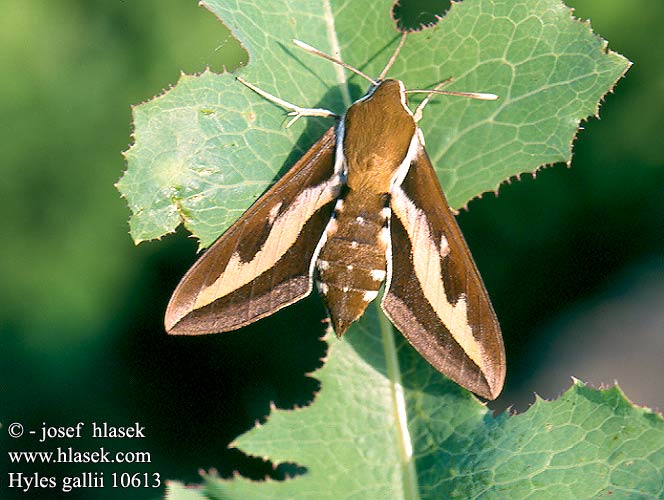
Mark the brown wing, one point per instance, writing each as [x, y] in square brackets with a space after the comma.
[262, 262]
[435, 295]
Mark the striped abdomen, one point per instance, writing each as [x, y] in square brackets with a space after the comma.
[352, 262]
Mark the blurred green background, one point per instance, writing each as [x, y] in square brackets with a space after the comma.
[572, 259]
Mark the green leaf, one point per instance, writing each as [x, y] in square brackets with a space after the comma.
[206, 149]
[587, 444]
[385, 424]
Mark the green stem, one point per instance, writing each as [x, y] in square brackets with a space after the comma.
[408, 471]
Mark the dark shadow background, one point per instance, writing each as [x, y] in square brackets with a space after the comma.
[572, 260]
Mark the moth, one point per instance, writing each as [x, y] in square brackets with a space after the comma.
[362, 208]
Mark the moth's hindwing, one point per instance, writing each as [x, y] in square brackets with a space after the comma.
[435, 295]
[262, 262]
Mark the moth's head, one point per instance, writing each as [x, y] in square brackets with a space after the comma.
[388, 89]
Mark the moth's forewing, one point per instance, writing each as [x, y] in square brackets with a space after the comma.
[434, 294]
[262, 262]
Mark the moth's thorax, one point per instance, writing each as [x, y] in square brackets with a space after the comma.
[377, 133]
[352, 262]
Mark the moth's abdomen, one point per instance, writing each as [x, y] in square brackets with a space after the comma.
[352, 262]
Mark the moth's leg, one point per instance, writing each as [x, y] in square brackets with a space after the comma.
[295, 111]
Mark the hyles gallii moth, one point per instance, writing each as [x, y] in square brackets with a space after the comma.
[361, 208]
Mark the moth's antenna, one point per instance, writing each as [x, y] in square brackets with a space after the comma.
[436, 90]
[393, 58]
[317, 52]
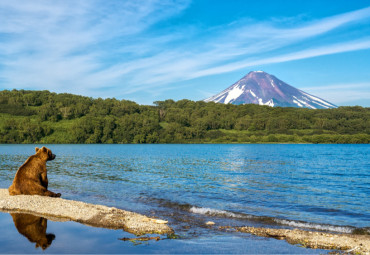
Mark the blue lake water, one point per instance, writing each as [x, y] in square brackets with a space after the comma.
[322, 187]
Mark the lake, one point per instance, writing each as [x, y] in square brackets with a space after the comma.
[318, 187]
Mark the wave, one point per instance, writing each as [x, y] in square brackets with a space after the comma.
[261, 219]
[272, 220]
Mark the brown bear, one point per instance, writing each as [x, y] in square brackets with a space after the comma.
[34, 228]
[31, 178]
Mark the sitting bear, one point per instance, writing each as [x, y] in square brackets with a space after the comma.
[34, 228]
[31, 177]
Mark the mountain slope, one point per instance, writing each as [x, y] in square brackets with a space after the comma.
[261, 88]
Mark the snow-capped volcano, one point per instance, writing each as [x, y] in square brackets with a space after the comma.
[261, 88]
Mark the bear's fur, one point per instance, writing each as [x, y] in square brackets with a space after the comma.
[34, 228]
[31, 178]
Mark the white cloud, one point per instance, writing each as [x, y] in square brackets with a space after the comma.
[84, 46]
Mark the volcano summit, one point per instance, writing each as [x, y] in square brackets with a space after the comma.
[261, 88]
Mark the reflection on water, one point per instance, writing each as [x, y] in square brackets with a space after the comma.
[34, 228]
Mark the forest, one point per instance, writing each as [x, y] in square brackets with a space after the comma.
[46, 117]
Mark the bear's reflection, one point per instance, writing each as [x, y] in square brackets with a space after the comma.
[34, 228]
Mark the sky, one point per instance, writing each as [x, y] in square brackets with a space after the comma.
[152, 50]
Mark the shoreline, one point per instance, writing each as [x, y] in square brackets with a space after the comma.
[349, 243]
[59, 209]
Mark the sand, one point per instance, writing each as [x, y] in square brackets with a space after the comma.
[354, 244]
[59, 209]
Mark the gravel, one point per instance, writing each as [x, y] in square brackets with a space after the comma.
[59, 209]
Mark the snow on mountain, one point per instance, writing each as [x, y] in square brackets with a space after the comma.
[261, 88]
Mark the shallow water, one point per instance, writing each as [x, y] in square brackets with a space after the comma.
[324, 187]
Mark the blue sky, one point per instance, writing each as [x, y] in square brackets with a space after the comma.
[160, 49]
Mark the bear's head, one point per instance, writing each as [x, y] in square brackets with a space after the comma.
[45, 153]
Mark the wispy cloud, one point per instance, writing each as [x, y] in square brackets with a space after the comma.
[343, 94]
[88, 45]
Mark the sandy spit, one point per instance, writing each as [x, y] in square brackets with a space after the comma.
[354, 244]
[59, 209]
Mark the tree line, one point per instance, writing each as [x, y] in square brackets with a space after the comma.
[45, 117]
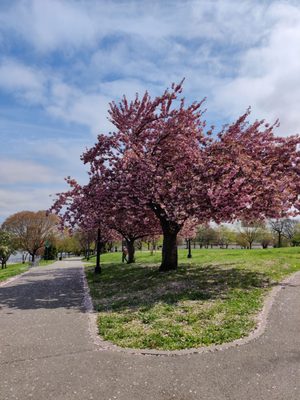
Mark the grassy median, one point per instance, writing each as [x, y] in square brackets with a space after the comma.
[213, 298]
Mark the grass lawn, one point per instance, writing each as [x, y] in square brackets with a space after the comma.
[16, 269]
[213, 298]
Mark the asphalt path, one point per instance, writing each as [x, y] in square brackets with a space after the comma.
[47, 351]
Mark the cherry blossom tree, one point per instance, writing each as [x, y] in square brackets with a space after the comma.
[81, 207]
[170, 164]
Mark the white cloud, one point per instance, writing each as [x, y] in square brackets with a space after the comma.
[14, 200]
[268, 78]
[17, 171]
[22, 80]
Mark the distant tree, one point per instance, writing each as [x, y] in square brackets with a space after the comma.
[30, 229]
[7, 247]
[266, 238]
[249, 232]
[283, 228]
[206, 235]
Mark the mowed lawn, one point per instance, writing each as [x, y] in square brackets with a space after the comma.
[16, 269]
[213, 298]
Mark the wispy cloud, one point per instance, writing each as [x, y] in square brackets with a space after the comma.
[17, 171]
[63, 61]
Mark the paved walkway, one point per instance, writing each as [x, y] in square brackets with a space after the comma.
[46, 351]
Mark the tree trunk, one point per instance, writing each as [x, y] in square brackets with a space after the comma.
[169, 251]
[131, 250]
[98, 267]
[170, 231]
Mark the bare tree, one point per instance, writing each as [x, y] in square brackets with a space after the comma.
[30, 229]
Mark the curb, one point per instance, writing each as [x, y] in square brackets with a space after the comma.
[261, 321]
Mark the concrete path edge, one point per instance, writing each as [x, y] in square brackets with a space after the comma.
[261, 323]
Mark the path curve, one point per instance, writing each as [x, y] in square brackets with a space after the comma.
[47, 352]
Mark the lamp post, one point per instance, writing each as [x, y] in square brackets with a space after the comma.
[189, 248]
[98, 267]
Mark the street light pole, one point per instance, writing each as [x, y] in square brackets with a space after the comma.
[98, 267]
[190, 250]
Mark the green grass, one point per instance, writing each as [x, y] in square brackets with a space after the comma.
[12, 270]
[16, 269]
[212, 298]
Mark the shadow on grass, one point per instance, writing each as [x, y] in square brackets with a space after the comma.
[138, 286]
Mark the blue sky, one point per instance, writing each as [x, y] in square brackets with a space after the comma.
[61, 62]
====
### Problem requirements
Convert the listing above into a Markdown table with the columns Row and Listing line, numbering each row and skipping blank lines. Leave the pictures out of the table.

### Exercise response
| Row | Listing line |
|---|---|
| 1 | Mark the brown wing, one point per instance, writing each as [x, y] in square brackets with a space after the comma. |
| 2 | [262, 262] |
| 3 | [435, 295] |
| 4 | Mark the striped abdomen, one point per instance, writing each as [x, y] in square brackets with a space after the comma. |
| 5 | [352, 262] |
| 6 | Mark the blurred green background, one point per instance, writing each as [x, y] in square brackets with a space after the comma. |
| 7 | [572, 259] |
| 8 | Mark the green leaf, one point per instance, writing each as [x, y] in square brackets with a space after the comma. |
| 9 | [206, 149] |
| 10 | [587, 444] |
| 11 | [385, 424] |
| 12 | Mark the green stem, one point per instance, writing each as [x, y] in square brackets with a space after the comma. |
| 13 | [408, 471] |
| 14 | Mark the dark shadow background, one point per instance, writing each as [x, y] in square brackets with a space after the comma. |
| 15 | [572, 260] |
| 16 | Mark the moth, one point per instance, writing each as [x, y] in square brackets with a space after the comma. |
| 17 | [362, 208] |
| 18 | Mark the moth's hindwing, one point per instance, writing each as [x, y] in square brackets with a space after the comma. |
| 19 | [435, 295] |
| 20 | [262, 262] |
| 21 | Mark the moth's head, one point per instance, writing each as [x, y] in square brackets with a space after the comma. |
| 22 | [388, 89] |
| 23 | Mark the moth's forewing, one point per instance, writing each as [x, y] in square brackets with a space after the comma. |
| 24 | [434, 294] |
| 25 | [262, 262] |
| 26 | Mark the moth's thorax, one point per instance, writing each as [x, y] in square brackets with a space after the comma. |
| 27 | [377, 133] |
| 28 | [352, 262] |
| 29 | Mark the moth's abdomen, one point per instance, writing each as [x, y] in square brackets with a space after the comma. |
| 30 | [352, 262] |
| 31 | Mark the moth's leg, one point per instance, writing each as [x, y] in square brackets with a space after the comma. |
| 32 | [295, 111] |
| 33 | Mark the hyles gallii moth, one point per instance, writing each as [x, y] in square brackets with a space after the comma. |
| 34 | [361, 208] |
| 35 | Mark the moth's antenna, one point per instance, writing each as [x, y] in square brackets with a space after the comma. |
| 36 | [436, 90] |
| 37 | [393, 58] |
| 38 | [317, 52] |
| 39 | Mark the blue lake water, one point per instance, writing each as [x, y] in square brackets with a space after the comma. |
| 40 | [322, 187] |
| 41 | Mark the lake, one point per instance, writing each as [x, y] in square brackets with a space after the comma. |
| 42 | [318, 187] |
| 43 | Mark the wave, one point per instance, writing each as [x, y] in square brackets with a space after the comma. |
| 44 | [261, 219] |
| 45 | [272, 220] |
| 46 | Mark the brown bear, one point per instance, writing each as [x, y] in square brackets with a space after the comma. |
| 47 | [34, 228] |
| 48 | [31, 178] |
| 49 | Mark the sitting bear, one point per instance, writing each as [x, y] in square brackets with a space after the comma. |
| 50 | [34, 228] |
| 51 | [31, 177] |
| 52 | Mark the mountain slope, one point per instance, writing each as [x, y] in square brackets with a space after the comma. |
| 53 | [261, 88] |
| 54 | Mark the snow-capped volcano, one point per instance, writing each as [x, y] in square brackets with a space after the comma. |
| 55 | [261, 88] |
| 56 | Mark the bear's fur, one point per instance, writing each as [x, y] in square brackets with a space after the comma. |
| 57 | [34, 228] |
| 58 | [31, 178] |
| 59 | Mark the white cloud, one point per instance, writing each as [x, y] in square brackets with a space after the comma. |
| 60 | [84, 46] |
| 61 | Mark the volcano summit, one point per instance, writing each as [x, y] in square brackets with a space after the comma. |
| 62 | [261, 88] |
| 63 | Mark the reflection on water, one point per instance, writing each as [x, y] in square brackets with a space after the comma. |
| 64 | [34, 228] |
| 65 | Mark the forest, one point per instance, writing each as [x, y] in square brackets with a space after the comma. |
| 66 | [46, 117] |
| 67 | Mark the bear's reflection, one point per instance, writing each as [x, y] in square brackets with a space after the comma. |
| 68 | [34, 228] |
| 69 | Mark the sky, one point per instance, writing each as [x, y] in square brackets with a space after the comma. |
| 70 | [152, 50] |
| 71 | Mark the shoreline, one point per instance, writing each as [x, y] in square brackets with a space after the comma. |
| 72 | [349, 243] |
| 73 | [59, 209] |
| 74 | Mark the sand, one point per instance, writing each as [x, y] in square brackets with a space after the comma. |
| 75 | [354, 244] |
| 76 | [59, 209] |
| 77 | Mark the gravel, one point per instance, writing each as [x, y] in square brackets with a space after the comma. |
| 78 | [59, 209] |
| 79 | Mark the snow on mountain, one point per instance, writing each as [x, y] in square brackets with a space after the comma. |
| 80 | [261, 88] |
| 81 | Mark the shallow water, one point per instance, writing each as [x, y] in square brackets with a space after the comma. |
| 82 | [324, 187] |
| 83 | Mark the blue sky, one point per instance, writing each as [x, y] in square brackets with a space after the comma. |
| 84 | [160, 49] |
| 85 | Mark the bear's head, one point per instance, writing each as [x, y] in square brackets with a space after the comma. |
| 86 | [45, 153] |
| 87 | Mark the wispy cloud, one point per instance, writing each as [x, y] in square brackets with a space after the comma. |
| 88 | [343, 94] |
| 89 | [88, 45] |
| 90 | Mark the sandy spit, one point per instance, writing each as [x, y] in square brackets with a space after the comma. |
| 91 | [354, 244] |
| 92 | [59, 209] |
| 93 | Mark the tree line, one point per instance, writing each as [x, y] in square brackets with a space after the comma. |
| 94 | [45, 117] |
| 95 | Mark the grassy median, one point per instance, writing each as [x, y] in square brackets with a space after the comma. |
| 96 | [213, 298] |
| 97 | Mark the grass lawn, one point per instance, writing each as [x, y] in square brackets with a space after the comma. |
| 98 | [16, 269] |
| 99 | [213, 298] |
| 100 | Mark the asphalt path, one point per instance, writing each as [x, y] in square brackets with a space after the comma. |
| 101 | [47, 351] |
| 102 | Mark the cherry blossom tree, one point per instance, writing each as [x, y] in square brackets with a space after the comma. |
| 103 | [81, 207] |
| 104 | [170, 164] |
| 105 | Mark the white cloud, one point per instance, writing each as [x, y] in square brackets with a space after the comma. |
| 106 | [14, 200] |
| 107 | [268, 78] |
| 108 | [17, 171] |
| 109 | [22, 80] |
| 110 | Mark the distant tree, one point per instance, writing each as [x, y] in square brackets with a space after the comma. |
| 111 | [30, 229] |
| 112 | [7, 247] |
| 113 | [266, 238] |
| 114 | [249, 232] |
| 115 | [283, 228] |
| 116 | [206, 235] |
| 117 | Mark the mowed lawn, one point per instance, writing each as [x, y] in square brackets with a space after the comma. |
| 118 | [16, 269] |
| 119 | [213, 298] |
| 120 | Mark the wispy cloud, one point per instance, writing each as [x, y] in square brackets with a space after the comma. |
| 121 | [17, 171] |
| 122 | [63, 61] |
| 123 | Mark the paved walkway, one point per instance, writing each as [x, y] in square brackets with a space after the comma. |
| 124 | [46, 351] |
| 125 | Mark the tree trunk, one point per instance, writing each as [x, y] in square brackets with a space after the comma. |
| 126 | [169, 251] |
| 127 | [131, 250] |
| 128 | [98, 267] |
| 129 | [170, 231] |
| 130 | Mark the bare tree, one point per instance, writing each as [x, y] in square brackets with a space after the comma. |
| 131 | [30, 229] |
| 132 | Mark the curb, one point per instance, writing each as [x, y] in square brackets with a space after the comma. |
| 133 | [261, 321] |
| 134 | Mark the concrete path edge, one point per instance, writing each as [x, y] in square brackets with a space after the comma. |
| 135 | [261, 323] |
| 136 | Mark the path curve, one point per instance, writing each as [x, y] in square brackets with a space after the comma. |
| 137 | [47, 352] |
| 138 | Mark the lamp post, one point per instance, writing each as [x, y] in square brackets with a space after the comma. |
| 139 | [189, 248] |
| 140 | [98, 267] |
| 141 | Mark the street light pole, one point per instance, writing each as [x, y] in square brackets with a space after the comma. |
| 142 | [98, 267] |
| 143 | [190, 250] |
| 144 | Mark the green grass, one point per instance, writing each as [x, y] in square brackets with a space after the comma. |
| 145 | [12, 270] |
| 146 | [16, 269] |
| 147 | [212, 298] |
| 148 | Mark the shadow on grass, one point per instance, writing each as [x, y] in square brackets with a space after the comma. |
| 149 | [138, 286] |
| 150 | Mark the blue sky, one point per instance, writing each as [x, y] in square brackets with a space after the comma. |
| 151 | [61, 62] |